* _BLOCO DE TEXTO_:
Foi essa a imagem que me veio, ao ver as imensas passeatas e manifestações em todo o País, exaltadas e elogiadas por todos os meios de comunicação como um fato histórico, como algo realmente extraordinário. Aos poucos, porém, as belas imagens de cantos e slogans, de cartazes contra tudo e contra todos, começaram a ceder às imagens da massa amorfa a destruir tudo o que encontrava pela frente, tendo como alvos (listei alguns, pelo Brasil afora): prefeituras municipais (e muitas, como a do Rio, ocupam prédios históricos, tombados); palácios de governos (em São Paulo, o Bandeirantes; em Brasília, o Palácio do Itamarati, obra considerada patrimônio da humanidade, do gênio de Niemayer); câmaras municipais; assembleias legislativas; campos de futebol; sedes do poder judiciário (como em Vitória, ES); espaços públicos de lazer e artes (o Terreirão do Samba, no Rio; o Teatro Municipal, em São Paulo); veículos de transmissão de tevê; ônibus de transporte público; veículos particulares; bancas de jornais; equipamentos urbanos, como semáforos, radares etc.; lojas em geral e de eletroeletrônicos, principalmente; agências bancárias...

Brain, brain, brain...

Não há desculpa para esse tipo de atitude. Os líderes dos movimentos que convocam a população para se manifestar em atos públicos têm de ter a exata noção do que querem. Ou seja: devem ter clareza no objetivo da manifestação; indicar o local e o trajeto que deverá percorrer; indicar os objetivos a serem alcançados; instruir seus seguidores no modo como agir em relação a quaisquer provocações, sejam da polícia, sejam de outros grupos; orientar os participantes a não permitir ações de indivíduos mais exaltados, que iniciem qualquer tipo de baderna; orientar seus seguidores a manifestar opinião sobre tais e tais assuntos, para que não se torne algo sem uma ideia central; indicar a hora de iniciar e, principalmente, a hora de terminar, para que as pessoas voltem para suas casas e não haja desculpa para grupos de assaltantes, bandidos e saqueadores se aproveitarem do movimento para agir. Enfim, devem tomar atitudes de líderes. E não foi o que eu vi, até agora. Convocam o povo e, depois de reunida a multidão, grupos isolam-se e agem sem comando.

* _LINHAS DE ENTRADA_:
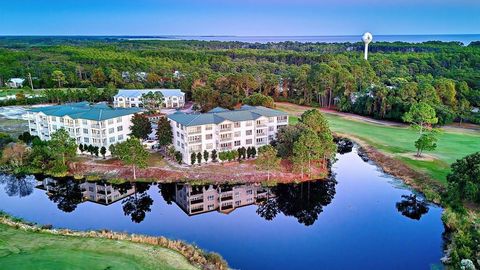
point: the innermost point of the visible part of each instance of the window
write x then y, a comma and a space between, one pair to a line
225, 126
282, 118
194, 139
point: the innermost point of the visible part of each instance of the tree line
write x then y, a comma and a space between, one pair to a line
443, 74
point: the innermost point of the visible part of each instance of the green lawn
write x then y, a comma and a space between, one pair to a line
31, 250
400, 143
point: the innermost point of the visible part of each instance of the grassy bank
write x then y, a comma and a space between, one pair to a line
399, 142
24, 246
392, 148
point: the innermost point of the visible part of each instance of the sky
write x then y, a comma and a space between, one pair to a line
238, 17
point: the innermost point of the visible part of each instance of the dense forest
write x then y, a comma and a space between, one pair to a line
445, 75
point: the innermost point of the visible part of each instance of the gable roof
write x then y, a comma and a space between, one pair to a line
218, 115
135, 93
83, 110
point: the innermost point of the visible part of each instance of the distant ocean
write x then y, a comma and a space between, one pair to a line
465, 39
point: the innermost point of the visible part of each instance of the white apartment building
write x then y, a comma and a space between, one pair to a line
98, 125
172, 98
196, 200
225, 130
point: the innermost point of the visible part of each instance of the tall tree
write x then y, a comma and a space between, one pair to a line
420, 116
59, 78
98, 77
152, 100
141, 126
267, 159
164, 132
426, 142
63, 145
307, 149
132, 153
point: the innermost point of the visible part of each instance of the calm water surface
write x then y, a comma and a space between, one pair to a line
356, 220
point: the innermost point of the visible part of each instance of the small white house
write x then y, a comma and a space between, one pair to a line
15, 83
172, 98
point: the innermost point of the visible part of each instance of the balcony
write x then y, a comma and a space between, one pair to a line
196, 201
196, 210
226, 129
226, 207
194, 131
226, 139
227, 198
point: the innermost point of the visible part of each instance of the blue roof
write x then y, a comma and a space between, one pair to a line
135, 93
218, 115
83, 110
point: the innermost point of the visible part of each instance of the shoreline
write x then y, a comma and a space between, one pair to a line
227, 172
416, 180
193, 254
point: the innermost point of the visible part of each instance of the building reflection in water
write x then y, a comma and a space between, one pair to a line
304, 201
196, 200
98, 192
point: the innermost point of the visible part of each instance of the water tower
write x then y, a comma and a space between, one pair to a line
367, 38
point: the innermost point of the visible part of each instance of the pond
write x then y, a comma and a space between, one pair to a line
360, 218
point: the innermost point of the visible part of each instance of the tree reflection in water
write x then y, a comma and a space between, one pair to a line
18, 186
167, 190
412, 207
304, 201
139, 204
66, 193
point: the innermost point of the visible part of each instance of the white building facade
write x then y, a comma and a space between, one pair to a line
172, 98
96, 125
225, 130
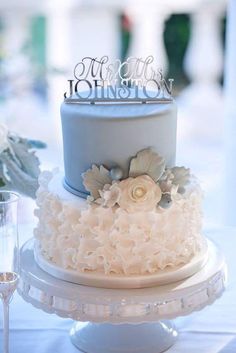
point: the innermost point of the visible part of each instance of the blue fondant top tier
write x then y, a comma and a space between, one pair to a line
113, 133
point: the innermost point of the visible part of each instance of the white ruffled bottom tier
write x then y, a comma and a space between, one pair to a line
73, 234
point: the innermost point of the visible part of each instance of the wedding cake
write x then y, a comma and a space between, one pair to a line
121, 210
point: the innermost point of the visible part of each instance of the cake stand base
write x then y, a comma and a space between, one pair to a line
126, 338
121, 320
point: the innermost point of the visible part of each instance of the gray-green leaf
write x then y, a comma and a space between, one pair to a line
147, 162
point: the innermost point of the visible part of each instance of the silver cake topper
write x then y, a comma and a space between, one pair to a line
133, 81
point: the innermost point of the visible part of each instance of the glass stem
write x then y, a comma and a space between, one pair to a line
5, 302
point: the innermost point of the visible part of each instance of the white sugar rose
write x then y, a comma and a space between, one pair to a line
3, 137
139, 194
110, 195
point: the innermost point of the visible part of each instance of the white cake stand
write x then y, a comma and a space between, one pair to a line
139, 312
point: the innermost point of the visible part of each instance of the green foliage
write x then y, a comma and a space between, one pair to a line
19, 166
176, 37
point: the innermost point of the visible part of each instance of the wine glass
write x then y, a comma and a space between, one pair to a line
9, 256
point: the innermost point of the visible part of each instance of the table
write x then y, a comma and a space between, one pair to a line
212, 330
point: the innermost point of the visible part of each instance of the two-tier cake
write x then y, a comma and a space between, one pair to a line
122, 214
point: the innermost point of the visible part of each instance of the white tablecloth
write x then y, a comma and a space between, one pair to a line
212, 330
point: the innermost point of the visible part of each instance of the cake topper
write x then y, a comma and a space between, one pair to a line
97, 80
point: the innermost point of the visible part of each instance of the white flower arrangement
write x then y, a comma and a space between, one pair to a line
150, 184
19, 166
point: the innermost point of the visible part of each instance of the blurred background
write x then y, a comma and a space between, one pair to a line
40, 43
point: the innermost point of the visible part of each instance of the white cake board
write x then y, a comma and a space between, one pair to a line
139, 312
100, 280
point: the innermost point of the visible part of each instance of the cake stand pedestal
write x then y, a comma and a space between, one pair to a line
121, 320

* _INSTRUÇÕES_:
1. Redigite sem nenhuma alteração as linhas da listagem, começando pela linha que contém "white cake board" e seguindo até o final da listagem.
2. Prolongue o texto sobre as manifestações pelo País a partir do ponto em que ele termina.

* _RESPOSTAS ESCRITAS_:
1.
point: the innermost point of the visible part of each instance of the white cake board
write x then y, a comma and a space between, one pair to a line
139, 312
100, 280
point: the innermost point of the visible part of each instance of the cake stand pedestal
write x then y, a comma and a space between, one pair to a line
121, 320

2.
Brain, brain, brain...

Um movimento social se inicia com a perspectiva de que algo pode ser mudado na sociedade. Mesmo que seja um motivo simples, como diminuir o valor do transporte público em vinte centavos, como foi a origem do movimento, em São Paulo. Alcançado esse objetivo, não há motivo para continuar a realizar o mesmo tipo de manifestação, como se aquilo fosse apenas a primeira de uma série de reivindicações. Porque isso é enganar, é não dizer toda a verdade, seja à população, seja às autoridades constituídas. Isso é engodo. É aproveitar-se de um objetivo alcançado para tentar chantagear os governos, como a dizer, irresponsavelmente, "isso o que conseguimos foi só uma brincadeirinha, agora é que vai começar para valer". Tal atitude indica falta de maturidade e leva à perda da credibilidade do movimento.

Brain, brain, brain...

"Vamos mudar o País"; "somos contra a corrupção"; "mais verbas para saúde e educação"; "mais hospitais e menos estádios"; "contra a PEC-37"... E mil outras pequenas e importantes reivindicações apareceram nos cartazes. Mas, qual o objetivo de tudo isso? Por que tudo isso? De que modo se pode conquistar tudo isso? Vamos analisar algumas dessas demandas.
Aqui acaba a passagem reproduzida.